▶ What is required: Whatever appears in the entries must be given again exactly.

** Provided entries follows **

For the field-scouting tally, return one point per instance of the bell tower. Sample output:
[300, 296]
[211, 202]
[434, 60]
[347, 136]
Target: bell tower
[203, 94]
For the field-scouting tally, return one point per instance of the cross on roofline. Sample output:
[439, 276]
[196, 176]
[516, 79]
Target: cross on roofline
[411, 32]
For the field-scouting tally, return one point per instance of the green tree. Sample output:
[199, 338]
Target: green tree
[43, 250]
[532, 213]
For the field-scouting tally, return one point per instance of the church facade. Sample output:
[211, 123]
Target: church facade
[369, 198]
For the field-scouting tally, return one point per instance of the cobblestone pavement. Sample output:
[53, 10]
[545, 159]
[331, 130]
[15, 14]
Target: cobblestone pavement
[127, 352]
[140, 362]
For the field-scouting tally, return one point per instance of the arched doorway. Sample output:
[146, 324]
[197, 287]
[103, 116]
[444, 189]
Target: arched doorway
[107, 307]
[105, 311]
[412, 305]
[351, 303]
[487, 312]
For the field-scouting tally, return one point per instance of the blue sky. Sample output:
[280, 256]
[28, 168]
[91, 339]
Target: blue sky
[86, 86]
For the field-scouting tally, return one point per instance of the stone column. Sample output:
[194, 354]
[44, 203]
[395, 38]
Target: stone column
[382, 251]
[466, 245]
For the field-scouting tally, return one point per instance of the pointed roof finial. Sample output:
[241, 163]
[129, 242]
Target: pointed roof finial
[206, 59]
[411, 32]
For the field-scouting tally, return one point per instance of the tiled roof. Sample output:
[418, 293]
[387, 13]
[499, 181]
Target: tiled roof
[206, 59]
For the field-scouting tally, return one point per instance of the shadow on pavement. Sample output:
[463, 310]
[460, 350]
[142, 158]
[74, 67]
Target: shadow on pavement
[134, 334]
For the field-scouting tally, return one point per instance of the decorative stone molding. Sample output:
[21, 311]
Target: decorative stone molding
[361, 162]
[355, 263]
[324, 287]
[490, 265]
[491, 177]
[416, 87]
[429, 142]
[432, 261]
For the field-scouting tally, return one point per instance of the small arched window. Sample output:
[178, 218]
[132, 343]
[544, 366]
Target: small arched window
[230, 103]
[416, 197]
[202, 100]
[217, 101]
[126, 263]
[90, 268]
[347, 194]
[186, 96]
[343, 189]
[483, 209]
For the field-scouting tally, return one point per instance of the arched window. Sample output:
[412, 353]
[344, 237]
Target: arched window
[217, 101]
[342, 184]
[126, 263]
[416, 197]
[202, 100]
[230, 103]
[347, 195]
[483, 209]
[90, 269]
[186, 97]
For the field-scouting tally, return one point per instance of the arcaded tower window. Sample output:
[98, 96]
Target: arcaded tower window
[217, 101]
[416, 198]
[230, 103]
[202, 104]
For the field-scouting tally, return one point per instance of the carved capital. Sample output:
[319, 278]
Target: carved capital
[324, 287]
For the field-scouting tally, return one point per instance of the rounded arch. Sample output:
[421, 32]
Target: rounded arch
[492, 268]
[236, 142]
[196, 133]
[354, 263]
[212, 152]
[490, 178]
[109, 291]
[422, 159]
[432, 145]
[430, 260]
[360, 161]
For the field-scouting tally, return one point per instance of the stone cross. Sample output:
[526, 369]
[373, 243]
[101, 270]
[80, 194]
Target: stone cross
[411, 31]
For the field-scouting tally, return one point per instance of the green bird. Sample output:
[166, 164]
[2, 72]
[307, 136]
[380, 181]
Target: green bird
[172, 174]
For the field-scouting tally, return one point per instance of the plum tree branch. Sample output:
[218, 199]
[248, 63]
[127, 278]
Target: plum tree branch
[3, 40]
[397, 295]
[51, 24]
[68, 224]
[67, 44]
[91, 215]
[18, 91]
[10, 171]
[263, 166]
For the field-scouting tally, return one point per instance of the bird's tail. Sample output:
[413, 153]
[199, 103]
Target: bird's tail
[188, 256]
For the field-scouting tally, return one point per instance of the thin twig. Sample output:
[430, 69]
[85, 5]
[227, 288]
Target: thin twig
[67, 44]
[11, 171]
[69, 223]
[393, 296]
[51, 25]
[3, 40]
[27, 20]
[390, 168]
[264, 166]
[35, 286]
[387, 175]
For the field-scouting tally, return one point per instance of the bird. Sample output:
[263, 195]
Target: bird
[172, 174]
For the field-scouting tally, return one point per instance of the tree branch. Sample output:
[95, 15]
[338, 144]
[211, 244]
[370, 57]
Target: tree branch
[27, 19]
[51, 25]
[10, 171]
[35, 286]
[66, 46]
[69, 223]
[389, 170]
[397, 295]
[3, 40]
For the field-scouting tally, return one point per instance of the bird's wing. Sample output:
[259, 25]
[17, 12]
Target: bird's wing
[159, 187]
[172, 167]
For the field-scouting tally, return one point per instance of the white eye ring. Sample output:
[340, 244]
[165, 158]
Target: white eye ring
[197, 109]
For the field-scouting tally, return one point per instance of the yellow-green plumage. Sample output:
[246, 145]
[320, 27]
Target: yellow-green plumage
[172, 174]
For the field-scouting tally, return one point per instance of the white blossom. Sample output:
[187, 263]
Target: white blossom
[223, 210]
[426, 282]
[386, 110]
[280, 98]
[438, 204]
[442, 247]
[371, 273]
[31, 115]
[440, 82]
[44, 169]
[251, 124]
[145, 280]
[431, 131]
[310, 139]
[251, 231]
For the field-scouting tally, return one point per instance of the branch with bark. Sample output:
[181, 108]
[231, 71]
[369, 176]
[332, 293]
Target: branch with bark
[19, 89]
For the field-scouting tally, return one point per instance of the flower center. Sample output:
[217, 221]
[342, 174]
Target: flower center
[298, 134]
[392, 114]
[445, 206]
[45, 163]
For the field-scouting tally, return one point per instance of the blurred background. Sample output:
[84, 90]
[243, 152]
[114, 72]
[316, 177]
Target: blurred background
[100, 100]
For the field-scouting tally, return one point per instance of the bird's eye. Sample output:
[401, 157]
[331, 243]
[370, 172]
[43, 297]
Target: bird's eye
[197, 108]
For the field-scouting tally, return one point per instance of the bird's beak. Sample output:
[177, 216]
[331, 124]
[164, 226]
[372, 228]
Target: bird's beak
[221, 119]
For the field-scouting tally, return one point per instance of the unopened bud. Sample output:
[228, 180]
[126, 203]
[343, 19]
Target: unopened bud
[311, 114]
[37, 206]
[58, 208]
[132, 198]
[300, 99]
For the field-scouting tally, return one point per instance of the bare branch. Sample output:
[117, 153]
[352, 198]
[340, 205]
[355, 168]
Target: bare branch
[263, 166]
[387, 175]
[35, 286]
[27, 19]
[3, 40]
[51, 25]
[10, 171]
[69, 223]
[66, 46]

** End of Provided entries **

▶ Answer section:
For the field-scouting tally, return one point per instance of the bell tower. Sample output:
[300, 296]
[211, 202]
[434, 60]
[347, 136]
Target: bell tower
[203, 94]
For the field-scouting tally, return one point per instance of the cross on roofline. Sample output:
[439, 276]
[196, 176]
[516, 79]
Target: cross on roofline
[411, 32]
For the field-scouting tally, return one point per instance of the green tree. Sample output:
[199, 338]
Target: green tree
[43, 250]
[532, 213]
For the field-scouting tally, return one point per instance of the church facade. Sample output:
[211, 123]
Target: church facade
[369, 198]
For the field-scouting tally, return one point per instance of the cobblestone pavement. Sample output:
[53, 10]
[545, 159]
[331, 130]
[15, 14]
Target: cobblestone pavement
[127, 352]
[140, 362]
For the field-scouting tally, return one point per instance of the arched doorway. Sample output:
[146, 324]
[197, 287]
[103, 116]
[444, 189]
Target: arched doorway
[107, 307]
[105, 311]
[412, 305]
[351, 303]
[487, 312]
For the field-scouting tally, return one point per instance of the blue sky. Sample output:
[280, 256]
[28, 168]
[91, 339]
Target: blue sky
[86, 86]
For the field-scouting tally, return one point per instance of the stone column. Sample output:
[194, 354]
[44, 203]
[395, 38]
Target: stone column
[382, 251]
[466, 245]
For the field-scouting tally, return one point per instance of the pointed roof finial. Sample output:
[241, 163]
[129, 242]
Target: pointed roof finial
[206, 59]
[411, 32]
For the field-scouting tally, return one point per instance of the tiled roof. Sample output:
[418, 293]
[387, 13]
[499, 181]
Target: tiled roof
[206, 59]
For the field-scouting tally, return one point per instance of the shadow on pavement. Sample output:
[463, 310]
[460, 350]
[142, 158]
[74, 67]
Target: shadow on pavement
[134, 334]
For the field-scouting tally, return one point per instance of the decorative stone molding. Sample output:
[21, 311]
Target: decorative stone molding
[361, 162]
[355, 263]
[324, 287]
[490, 265]
[491, 177]
[416, 87]
[429, 142]
[432, 261]
For the field-scouting tally, return one point per instance of the small arched window. Sample output:
[178, 218]
[132, 343]
[544, 366]
Target: small arched window
[230, 103]
[416, 197]
[202, 100]
[217, 101]
[126, 263]
[90, 268]
[347, 194]
[186, 96]
[343, 189]
[483, 209]
For the field-scouting tally, return one point per instance of the arched window. Sample output:
[412, 353]
[344, 237]
Target: arched window
[217, 101]
[342, 184]
[126, 263]
[416, 197]
[202, 100]
[230, 103]
[347, 195]
[483, 209]
[90, 269]
[186, 97]
For the field-scouting tally, return one point per instance of the arcaded tower window. Sample output:
[98, 96]
Target: arcaded tower window
[217, 101]
[416, 198]
[230, 103]
[202, 104]
For the field-scouting tally, return one point per instance of the carved capital. Sample output:
[319, 278]
Target: carved capital
[324, 287]
For the field-scouting tally, return one point per instance of the rounded arch. Sample output:
[421, 32]
Target: rounded arch
[492, 268]
[236, 142]
[196, 133]
[354, 263]
[212, 152]
[490, 178]
[109, 291]
[422, 159]
[432, 145]
[430, 260]
[360, 161]
For the field-scouting tally, return one point per instance of the stone cross. Sample output:
[526, 369]
[373, 243]
[101, 270]
[80, 194]
Target: stone cross
[411, 31]
For the field-scouting tally, return one point per instance of the green bird. Sample output:
[166, 164]
[2, 72]
[307, 136]
[380, 181]
Target: green bird
[172, 174]
For the field-scouting tally, return one point per instance of the plum tree branch. Sample output:
[218, 199]
[248, 63]
[127, 278]
Target: plum tree branch
[3, 40]
[397, 295]
[51, 24]
[68, 224]
[67, 44]
[91, 215]
[18, 91]
[10, 171]
[263, 166]
For the field-scouting tally, return one point per instance of the bird's tail. Sample output:
[413, 153]
[199, 103]
Target: bird's tail
[188, 256]
For the field-scouting tally, return one point per instance of the thin twig. Sample output:
[430, 69]
[85, 5]
[227, 288]
Target: thin twig
[67, 44]
[11, 171]
[69, 223]
[393, 296]
[51, 25]
[3, 40]
[27, 20]
[390, 168]
[264, 166]
[35, 286]
[387, 175]
For the field-scouting tally, return one point per instance of the bird. Sample output:
[263, 195]
Target: bird
[172, 174]
For the field-scouting tally, return one point per instance of the tree branch. Sample output:
[95, 15]
[338, 144]
[211, 244]
[370, 57]
Target: tree branch
[27, 19]
[51, 25]
[10, 171]
[35, 286]
[66, 46]
[69, 223]
[389, 170]
[397, 295]
[3, 40]
For the field-scouting tally, return one point per instance of the bird's wing. Sample output:
[259, 25]
[17, 12]
Target: bird's wing
[159, 187]
[172, 167]
For the field-scouting tally, return one point per instance of the white eye ring. Sample output:
[340, 244]
[165, 158]
Target: white eye ring
[197, 109]
For the field-scouting tally, return one point per instance of the yellow-green plumage. Sample output:
[246, 145]
[320, 27]
Target: yellow-green plumage
[172, 174]
For the field-scouting tally, return one point per instance of the white blossom. Sample output:
[187, 263]
Target: white blossom
[223, 210]
[426, 282]
[386, 110]
[280, 98]
[438, 204]
[442, 247]
[371, 273]
[31, 115]
[440, 82]
[44, 169]
[251, 124]
[145, 280]
[431, 131]
[310, 139]
[251, 231]
For the field-scouting tally, return one point per instance of the branch with bark. Sample output:
[181, 108]
[231, 71]
[369, 176]
[332, 293]
Target: branch with bark
[19, 89]
For the field-scouting tally, return one point per instance of the flower center. Sample output:
[217, 221]
[342, 174]
Target: flower center
[298, 134]
[392, 114]
[445, 206]
[45, 163]
For the field-scouting tally, return one point per instance of the blurred background. Sample output:
[84, 90]
[243, 152]
[114, 72]
[316, 177]
Target: blurred background
[100, 100]
For the field-scouting tally, return one point per instance of the bird's eye. Sample output:
[401, 157]
[331, 243]
[370, 172]
[43, 297]
Target: bird's eye
[197, 108]
For the field-scouting tally, return one point per instance of the bird's beak. Sample output:
[177, 216]
[331, 124]
[164, 226]
[372, 228]
Target: bird's beak
[221, 119]
For the field-scouting tally, return one point per instance of the unopened bud. Sample output:
[228, 180]
[126, 203]
[343, 19]
Target: unopened bud
[311, 114]
[37, 206]
[58, 208]
[132, 198]
[300, 99]
For the field-scouting tally, return one point per instance of the bare branch. Sample output:
[117, 153]
[352, 198]
[340, 205]
[355, 168]
Target: bare branch
[263, 166]
[387, 175]
[35, 286]
[27, 19]
[3, 40]
[51, 25]
[10, 171]
[69, 223]
[66, 46]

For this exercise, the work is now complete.